Phrase grounding data

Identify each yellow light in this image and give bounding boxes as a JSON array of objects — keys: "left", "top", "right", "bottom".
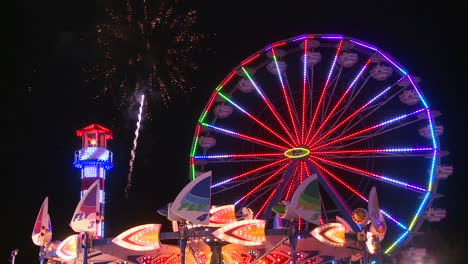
[{"left": 284, "top": 147, "right": 310, "bottom": 159}]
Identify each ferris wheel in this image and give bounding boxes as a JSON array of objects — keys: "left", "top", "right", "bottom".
[{"left": 188, "top": 33, "right": 445, "bottom": 257}]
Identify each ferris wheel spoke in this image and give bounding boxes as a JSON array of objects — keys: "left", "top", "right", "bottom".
[
  {"left": 331, "top": 78, "right": 410, "bottom": 141},
  {"left": 240, "top": 66, "right": 300, "bottom": 145},
  {"left": 310, "top": 108, "right": 426, "bottom": 151},
  {"left": 194, "top": 152, "right": 284, "bottom": 163},
  {"left": 308, "top": 78, "right": 405, "bottom": 148},
  {"left": 234, "top": 161, "right": 292, "bottom": 206},
  {"left": 305, "top": 159, "right": 358, "bottom": 231},
  {"left": 211, "top": 158, "right": 289, "bottom": 190},
  {"left": 308, "top": 59, "right": 372, "bottom": 144},
  {"left": 201, "top": 123, "right": 289, "bottom": 151},
  {"left": 309, "top": 155, "right": 427, "bottom": 193},
  {"left": 269, "top": 47, "right": 301, "bottom": 143},
  {"left": 305, "top": 39, "right": 344, "bottom": 141},
  {"left": 308, "top": 158, "right": 410, "bottom": 230},
  {"left": 310, "top": 147, "right": 434, "bottom": 159},
  {"left": 216, "top": 91, "right": 295, "bottom": 148}
]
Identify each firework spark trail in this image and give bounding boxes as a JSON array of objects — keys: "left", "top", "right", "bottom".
[{"left": 125, "top": 94, "right": 145, "bottom": 195}]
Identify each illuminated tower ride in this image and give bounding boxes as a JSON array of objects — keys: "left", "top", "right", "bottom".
[{"left": 73, "top": 124, "right": 113, "bottom": 238}]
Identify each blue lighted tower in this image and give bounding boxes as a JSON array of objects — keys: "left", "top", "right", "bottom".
[{"left": 73, "top": 124, "right": 113, "bottom": 238}]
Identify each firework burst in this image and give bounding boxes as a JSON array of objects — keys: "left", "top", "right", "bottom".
[{"left": 86, "top": 0, "right": 209, "bottom": 110}]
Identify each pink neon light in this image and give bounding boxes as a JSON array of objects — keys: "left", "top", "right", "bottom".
[
  {"left": 310, "top": 159, "right": 353, "bottom": 217},
  {"left": 255, "top": 184, "right": 280, "bottom": 219},
  {"left": 221, "top": 71, "right": 237, "bottom": 87},
  {"left": 272, "top": 48, "right": 301, "bottom": 143},
  {"left": 309, "top": 158, "right": 406, "bottom": 228},
  {"left": 218, "top": 158, "right": 289, "bottom": 185},
  {"left": 237, "top": 162, "right": 291, "bottom": 204},
  {"left": 301, "top": 38, "right": 308, "bottom": 144},
  {"left": 243, "top": 67, "right": 299, "bottom": 145},
  {"left": 222, "top": 94, "right": 294, "bottom": 148},
  {"left": 310, "top": 109, "right": 425, "bottom": 150},
  {"left": 205, "top": 123, "right": 289, "bottom": 151},
  {"left": 272, "top": 41, "right": 287, "bottom": 48},
  {"left": 196, "top": 152, "right": 284, "bottom": 159},
  {"left": 310, "top": 155, "right": 426, "bottom": 191},
  {"left": 310, "top": 147, "right": 433, "bottom": 155},
  {"left": 285, "top": 164, "right": 300, "bottom": 200},
  {"left": 308, "top": 59, "right": 371, "bottom": 144},
  {"left": 241, "top": 53, "right": 261, "bottom": 66},
  {"left": 310, "top": 158, "right": 370, "bottom": 201},
  {"left": 305, "top": 40, "right": 344, "bottom": 141}
]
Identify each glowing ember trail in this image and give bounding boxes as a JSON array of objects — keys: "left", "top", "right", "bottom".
[{"left": 125, "top": 94, "right": 145, "bottom": 195}]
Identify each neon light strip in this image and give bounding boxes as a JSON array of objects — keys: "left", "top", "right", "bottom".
[
  {"left": 308, "top": 84, "right": 392, "bottom": 147},
  {"left": 201, "top": 123, "right": 288, "bottom": 151},
  {"left": 212, "top": 158, "right": 288, "bottom": 188},
  {"left": 190, "top": 125, "right": 201, "bottom": 157},
  {"left": 235, "top": 161, "right": 291, "bottom": 205},
  {"left": 194, "top": 153, "right": 283, "bottom": 159},
  {"left": 377, "top": 51, "right": 407, "bottom": 75},
  {"left": 425, "top": 109, "right": 437, "bottom": 148},
  {"left": 428, "top": 150, "right": 437, "bottom": 191},
  {"left": 409, "top": 75, "right": 428, "bottom": 108},
  {"left": 349, "top": 39, "right": 377, "bottom": 51},
  {"left": 301, "top": 38, "right": 308, "bottom": 144},
  {"left": 408, "top": 192, "right": 430, "bottom": 230},
  {"left": 312, "top": 162, "right": 353, "bottom": 217},
  {"left": 285, "top": 165, "right": 300, "bottom": 200},
  {"left": 218, "top": 92, "right": 294, "bottom": 147},
  {"left": 198, "top": 92, "right": 219, "bottom": 123},
  {"left": 310, "top": 147, "right": 433, "bottom": 155},
  {"left": 311, "top": 108, "right": 426, "bottom": 150},
  {"left": 308, "top": 59, "right": 371, "bottom": 144},
  {"left": 305, "top": 40, "right": 343, "bottom": 141},
  {"left": 241, "top": 53, "right": 261, "bottom": 66},
  {"left": 310, "top": 155, "right": 426, "bottom": 192},
  {"left": 272, "top": 48, "right": 301, "bottom": 142},
  {"left": 272, "top": 41, "right": 287, "bottom": 48},
  {"left": 220, "top": 71, "right": 237, "bottom": 88},
  {"left": 292, "top": 35, "right": 307, "bottom": 42},
  {"left": 254, "top": 185, "right": 279, "bottom": 219},
  {"left": 384, "top": 231, "right": 409, "bottom": 254},
  {"left": 321, "top": 35, "right": 343, "bottom": 39},
  {"left": 309, "top": 158, "right": 408, "bottom": 229},
  {"left": 242, "top": 67, "right": 298, "bottom": 144}
]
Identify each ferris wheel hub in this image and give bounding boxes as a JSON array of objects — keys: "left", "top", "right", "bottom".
[{"left": 284, "top": 147, "right": 310, "bottom": 159}]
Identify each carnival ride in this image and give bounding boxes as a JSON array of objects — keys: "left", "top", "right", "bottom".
[{"left": 30, "top": 33, "right": 452, "bottom": 264}]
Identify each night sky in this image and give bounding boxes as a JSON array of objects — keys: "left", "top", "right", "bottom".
[{"left": 13, "top": 1, "right": 465, "bottom": 263}]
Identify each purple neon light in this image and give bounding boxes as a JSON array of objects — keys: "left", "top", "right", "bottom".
[
  {"left": 292, "top": 35, "right": 307, "bottom": 42},
  {"left": 349, "top": 39, "right": 377, "bottom": 51},
  {"left": 377, "top": 50, "right": 407, "bottom": 75},
  {"left": 321, "top": 35, "right": 343, "bottom": 39}
]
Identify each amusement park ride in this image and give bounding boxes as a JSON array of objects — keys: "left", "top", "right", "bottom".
[{"left": 30, "top": 33, "right": 452, "bottom": 264}]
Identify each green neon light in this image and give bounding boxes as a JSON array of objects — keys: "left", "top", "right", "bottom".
[
  {"left": 198, "top": 110, "right": 209, "bottom": 123},
  {"left": 215, "top": 85, "right": 223, "bottom": 91},
  {"left": 284, "top": 147, "right": 310, "bottom": 159}
]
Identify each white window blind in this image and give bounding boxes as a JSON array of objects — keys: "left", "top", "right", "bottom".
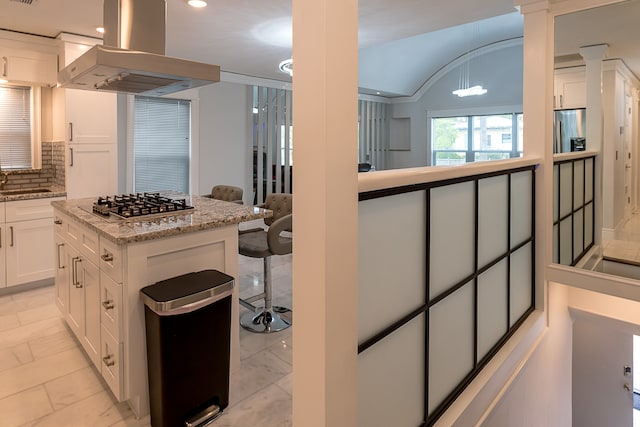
[
  {"left": 134, "top": 96, "right": 190, "bottom": 193},
  {"left": 0, "top": 85, "right": 32, "bottom": 169}
]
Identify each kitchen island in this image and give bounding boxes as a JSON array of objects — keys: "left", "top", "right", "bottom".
[{"left": 51, "top": 192, "right": 270, "bottom": 418}]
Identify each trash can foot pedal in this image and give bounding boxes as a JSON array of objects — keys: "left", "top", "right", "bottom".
[
  {"left": 240, "top": 307, "right": 292, "bottom": 333},
  {"left": 185, "top": 403, "right": 221, "bottom": 427}
]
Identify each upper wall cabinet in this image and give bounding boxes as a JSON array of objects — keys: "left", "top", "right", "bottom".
[
  {"left": 554, "top": 67, "right": 586, "bottom": 110},
  {"left": 0, "top": 36, "right": 57, "bottom": 86}
]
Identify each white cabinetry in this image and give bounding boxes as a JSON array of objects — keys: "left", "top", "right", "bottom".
[
  {"left": 1, "top": 197, "right": 63, "bottom": 288},
  {"left": 0, "top": 38, "right": 57, "bottom": 85},
  {"left": 53, "top": 34, "right": 118, "bottom": 199},
  {"left": 53, "top": 210, "right": 124, "bottom": 399},
  {"left": 52, "top": 206, "right": 240, "bottom": 418},
  {"left": 554, "top": 67, "right": 586, "bottom": 109}
]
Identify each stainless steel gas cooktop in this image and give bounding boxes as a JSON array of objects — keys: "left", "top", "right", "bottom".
[{"left": 82, "top": 192, "right": 194, "bottom": 221}]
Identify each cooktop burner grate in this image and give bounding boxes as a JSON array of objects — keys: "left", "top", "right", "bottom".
[{"left": 91, "top": 192, "right": 194, "bottom": 219}]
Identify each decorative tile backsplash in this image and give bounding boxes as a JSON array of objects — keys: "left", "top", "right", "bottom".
[{"left": 1, "top": 141, "right": 65, "bottom": 190}]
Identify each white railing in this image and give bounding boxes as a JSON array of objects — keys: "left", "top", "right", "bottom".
[
  {"left": 552, "top": 151, "right": 597, "bottom": 266},
  {"left": 358, "top": 158, "right": 538, "bottom": 426}
]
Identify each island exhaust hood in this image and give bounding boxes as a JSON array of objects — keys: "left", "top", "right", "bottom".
[{"left": 58, "top": 0, "right": 220, "bottom": 96}]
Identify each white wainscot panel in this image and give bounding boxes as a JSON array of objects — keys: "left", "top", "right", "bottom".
[
  {"left": 358, "top": 314, "right": 425, "bottom": 427},
  {"left": 478, "top": 175, "right": 508, "bottom": 268},
  {"left": 573, "top": 160, "right": 585, "bottom": 210},
  {"left": 358, "top": 191, "right": 426, "bottom": 342},
  {"left": 560, "top": 218, "right": 572, "bottom": 265},
  {"left": 429, "top": 182, "right": 474, "bottom": 299},
  {"left": 510, "top": 170, "right": 533, "bottom": 247},
  {"left": 573, "top": 208, "right": 584, "bottom": 258},
  {"left": 510, "top": 242, "right": 532, "bottom": 327},
  {"left": 428, "top": 282, "right": 474, "bottom": 414},
  {"left": 585, "top": 157, "right": 594, "bottom": 202},
  {"left": 559, "top": 163, "right": 573, "bottom": 219},
  {"left": 477, "top": 259, "right": 508, "bottom": 361}
]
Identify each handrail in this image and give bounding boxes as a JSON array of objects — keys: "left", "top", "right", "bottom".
[
  {"left": 553, "top": 149, "right": 598, "bottom": 163},
  {"left": 358, "top": 157, "right": 541, "bottom": 194}
]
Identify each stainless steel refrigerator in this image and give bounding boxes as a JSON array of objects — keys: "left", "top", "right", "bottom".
[{"left": 554, "top": 108, "right": 586, "bottom": 153}]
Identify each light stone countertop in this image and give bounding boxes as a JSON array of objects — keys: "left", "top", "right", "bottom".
[
  {"left": 0, "top": 185, "right": 67, "bottom": 201},
  {"left": 51, "top": 192, "right": 272, "bottom": 245}
]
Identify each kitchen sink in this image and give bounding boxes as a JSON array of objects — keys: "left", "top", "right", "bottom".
[{"left": 0, "top": 188, "right": 52, "bottom": 196}]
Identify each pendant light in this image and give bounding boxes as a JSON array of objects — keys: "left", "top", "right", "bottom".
[
  {"left": 187, "top": 0, "right": 207, "bottom": 8},
  {"left": 452, "top": 23, "right": 487, "bottom": 98}
]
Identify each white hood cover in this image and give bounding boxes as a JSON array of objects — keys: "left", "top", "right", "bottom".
[{"left": 58, "top": 0, "right": 220, "bottom": 96}]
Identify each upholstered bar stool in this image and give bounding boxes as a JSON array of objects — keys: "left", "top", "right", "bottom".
[
  {"left": 239, "top": 193, "right": 292, "bottom": 333},
  {"left": 210, "top": 185, "right": 244, "bottom": 204}
]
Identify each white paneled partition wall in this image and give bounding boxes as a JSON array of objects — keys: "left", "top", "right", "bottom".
[
  {"left": 552, "top": 152, "right": 596, "bottom": 266},
  {"left": 358, "top": 164, "right": 536, "bottom": 426}
]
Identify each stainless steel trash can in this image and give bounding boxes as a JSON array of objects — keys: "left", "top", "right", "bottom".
[{"left": 140, "top": 270, "right": 234, "bottom": 427}]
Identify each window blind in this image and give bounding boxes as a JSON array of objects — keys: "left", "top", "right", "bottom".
[
  {"left": 0, "top": 85, "right": 32, "bottom": 169},
  {"left": 134, "top": 96, "right": 190, "bottom": 193}
]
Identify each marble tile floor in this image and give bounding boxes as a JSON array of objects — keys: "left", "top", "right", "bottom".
[
  {"left": 0, "top": 253, "right": 293, "bottom": 427},
  {"left": 604, "top": 212, "right": 640, "bottom": 264}
]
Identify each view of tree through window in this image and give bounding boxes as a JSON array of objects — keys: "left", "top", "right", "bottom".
[{"left": 432, "top": 113, "right": 523, "bottom": 166}]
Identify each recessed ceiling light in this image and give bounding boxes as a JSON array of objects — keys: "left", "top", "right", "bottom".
[
  {"left": 279, "top": 59, "right": 293, "bottom": 77},
  {"left": 187, "top": 0, "right": 207, "bottom": 7},
  {"left": 452, "top": 85, "right": 487, "bottom": 97},
  {"left": 96, "top": 26, "right": 105, "bottom": 34}
]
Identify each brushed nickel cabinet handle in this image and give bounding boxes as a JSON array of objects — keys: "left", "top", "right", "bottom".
[
  {"left": 0, "top": 227, "right": 2, "bottom": 249},
  {"left": 69, "top": 122, "right": 73, "bottom": 142},
  {"left": 101, "top": 252, "right": 114, "bottom": 262},
  {"left": 102, "top": 300, "right": 115, "bottom": 310},
  {"left": 72, "top": 256, "right": 82, "bottom": 288},
  {"left": 2, "top": 56, "right": 7, "bottom": 78},
  {"left": 54, "top": 219, "right": 62, "bottom": 225},
  {"left": 102, "top": 355, "right": 115, "bottom": 367},
  {"left": 9, "top": 226, "right": 13, "bottom": 247},
  {"left": 57, "top": 243, "right": 65, "bottom": 269},
  {"left": 69, "top": 147, "right": 74, "bottom": 166}
]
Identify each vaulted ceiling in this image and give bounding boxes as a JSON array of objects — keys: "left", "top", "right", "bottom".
[{"left": 0, "top": 0, "right": 637, "bottom": 98}]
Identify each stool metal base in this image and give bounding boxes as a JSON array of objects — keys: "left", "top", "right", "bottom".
[{"left": 240, "top": 306, "right": 292, "bottom": 333}]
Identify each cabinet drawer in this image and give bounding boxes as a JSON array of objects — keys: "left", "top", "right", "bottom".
[
  {"left": 65, "top": 219, "right": 99, "bottom": 265},
  {"left": 100, "top": 272, "right": 122, "bottom": 341},
  {"left": 101, "top": 326, "right": 124, "bottom": 401},
  {"left": 99, "top": 237, "right": 123, "bottom": 284},
  {"left": 6, "top": 198, "right": 63, "bottom": 222}
]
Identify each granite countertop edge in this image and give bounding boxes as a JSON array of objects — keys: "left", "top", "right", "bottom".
[
  {"left": 51, "top": 193, "right": 272, "bottom": 245},
  {"left": 0, "top": 185, "right": 67, "bottom": 201}
]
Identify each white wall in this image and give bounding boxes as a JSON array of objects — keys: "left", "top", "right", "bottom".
[
  {"left": 480, "top": 283, "right": 573, "bottom": 426},
  {"left": 388, "top": 45, "right": 524, "bottom": 170},
  {"left": 197, "top": 82, "right": 252, "bottom": 203}
]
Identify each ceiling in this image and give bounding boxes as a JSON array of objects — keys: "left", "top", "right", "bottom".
[{"left": 0, "top": 0, "right": 637, "bottom": 97}]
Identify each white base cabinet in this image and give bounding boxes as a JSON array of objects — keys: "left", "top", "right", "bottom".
[
  {"left": 53, "top": 207, "right": 241, "bottom": 418},
  {"left": 1, "top": 197, "right": 64, "bottom": 289}
]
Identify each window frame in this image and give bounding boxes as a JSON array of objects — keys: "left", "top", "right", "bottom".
[
  {"left": 0, "top": 83, "right": 42, "bottom": 170},
  {"left": 428, "top": 107, "right": 523, "bottom": 167},
  {"left": 125, "top": 94, "right": 199, "bottom": 195}
]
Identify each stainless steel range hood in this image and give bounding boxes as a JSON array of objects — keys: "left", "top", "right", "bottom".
[{"left": 58, "top": 0, "right": 220, "bottom": 96}]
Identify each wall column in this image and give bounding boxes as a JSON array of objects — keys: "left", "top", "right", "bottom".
[
  {"left": 291, "top": 0, "right": 359, "bottom": 425},
  {"left": 580, "top": 44, "right": 608, "bottom": 240},
  {"left": 579, "top": 44, "right": 608, "bottom": 152},
  {"left": 517, "top": 0, "right": 553, "bottom": 308}
]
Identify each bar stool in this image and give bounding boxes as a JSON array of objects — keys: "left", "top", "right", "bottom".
[
  {"left": 209, "top": 185, "right": 244, "bottom": 204},
  {"left": 238, "top": 193, "right": 292, "bottom": 333}
]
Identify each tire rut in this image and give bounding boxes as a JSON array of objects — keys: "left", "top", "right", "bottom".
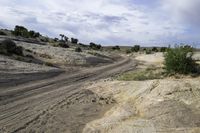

§ Problem details:
Leave out the pictures and return, exactly as written, only the lines from the line with "Identify each wall" through the end of the records above.

§ Result of this task:
Identify each wall column in this image and give bounding boxes as a JSON array of objects — keys: "left", "top", "right", "bottom".
[
  {"left": 291, "top": 0, "right": 359, "bottom": 425},
  {"left": 580, "top": 44, "right": 608, "bottom": 240},
  {"left": 579, "top": 44, "right": 608, "bottom": 152},
  {"left": 517, "top": 0, "right": 553, "bottom": 308}
]
Identify each bar stool in this image and give bounding boxes as a JSON array of objects — keys: "left", "top", "right", "bottom".
[
  {"left": 209, "top": 185, "right": 244, "bottom": 204},
  {"left": 238, "top": 193, "right": 292, "bottom": 333}
]
Identify each tire rut in this image and give bounding boxes as a JSON array of objects — keys: "left", "top", "right", "bottom".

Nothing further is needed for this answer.